• [WORK TO BE COMPLETED]: In the lines below, find the one that contains "shoulder and put a dot on each instance?" and write it out exactly, along with every line that follows it.

• [MATERIAL SUPPLIED]:

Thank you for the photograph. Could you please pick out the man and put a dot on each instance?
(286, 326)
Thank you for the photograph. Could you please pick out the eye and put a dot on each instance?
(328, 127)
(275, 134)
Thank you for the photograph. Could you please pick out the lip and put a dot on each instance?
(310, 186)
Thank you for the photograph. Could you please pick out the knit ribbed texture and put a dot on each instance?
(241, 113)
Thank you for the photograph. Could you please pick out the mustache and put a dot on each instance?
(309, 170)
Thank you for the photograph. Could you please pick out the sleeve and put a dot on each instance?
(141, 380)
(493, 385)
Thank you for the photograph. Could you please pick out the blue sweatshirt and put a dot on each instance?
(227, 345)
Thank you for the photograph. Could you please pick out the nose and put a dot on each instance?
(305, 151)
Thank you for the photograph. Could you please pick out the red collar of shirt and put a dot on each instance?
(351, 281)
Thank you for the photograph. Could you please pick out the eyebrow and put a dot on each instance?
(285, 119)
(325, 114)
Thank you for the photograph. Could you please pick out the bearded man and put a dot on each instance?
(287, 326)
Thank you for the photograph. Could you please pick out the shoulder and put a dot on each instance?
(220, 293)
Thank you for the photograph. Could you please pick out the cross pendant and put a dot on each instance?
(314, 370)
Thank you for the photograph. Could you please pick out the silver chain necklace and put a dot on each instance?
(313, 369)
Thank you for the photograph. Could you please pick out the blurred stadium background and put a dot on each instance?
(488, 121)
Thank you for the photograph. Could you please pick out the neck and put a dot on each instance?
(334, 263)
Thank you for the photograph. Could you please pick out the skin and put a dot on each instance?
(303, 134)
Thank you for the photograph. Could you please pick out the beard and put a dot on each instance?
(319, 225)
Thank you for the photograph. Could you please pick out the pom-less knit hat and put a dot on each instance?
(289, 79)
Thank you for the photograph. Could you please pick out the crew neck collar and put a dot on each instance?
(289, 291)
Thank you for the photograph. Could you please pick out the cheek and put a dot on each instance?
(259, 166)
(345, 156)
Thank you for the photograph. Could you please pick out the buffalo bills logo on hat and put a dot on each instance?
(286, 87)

• [FINAL ANSWER]:
Thank you for the photograph. Could you please pick out the shoulder and put a dot on each instance?
(220, 293)
Thank you for the photograph. Could you please pick out the cross pendant and put a dot on each instance?
(314, 370)
Thank you for the photograph. Could you please pick out the silver chain necklace and put a dot on each instance?
(313, 369)
Thank you for the photograph. Could you please pick out the blurred stadium background and put a dot on each instance?
(488, 121)
Thank you for the photograph. Could you please pick out the neck and put a dot on each instance?
(334, 263)
Thank you for the photograph. Could you please pick out the skin and put a dot on each instance?
(303, 134)
Thank you for the photograph. Could you please pick out the beard and put a dot on each instance?
(319, 225)
Thank you for the photograph. Could you please pick out the pom-less knit hat and put a dot on each instance?
(289, 79)
Thank you for the photograph. Could you please pick out the crew neck collar and put a dot on each instance?
(289, 291)
Thank you for the photograph. Could you please pick out the cheek and put a dot on each instance?
(259, 166)
(345, 156)
Thank you for the photograph. Could you please pick out the buffalo bills logo on hat and put a dot on each instance?
(286, 87)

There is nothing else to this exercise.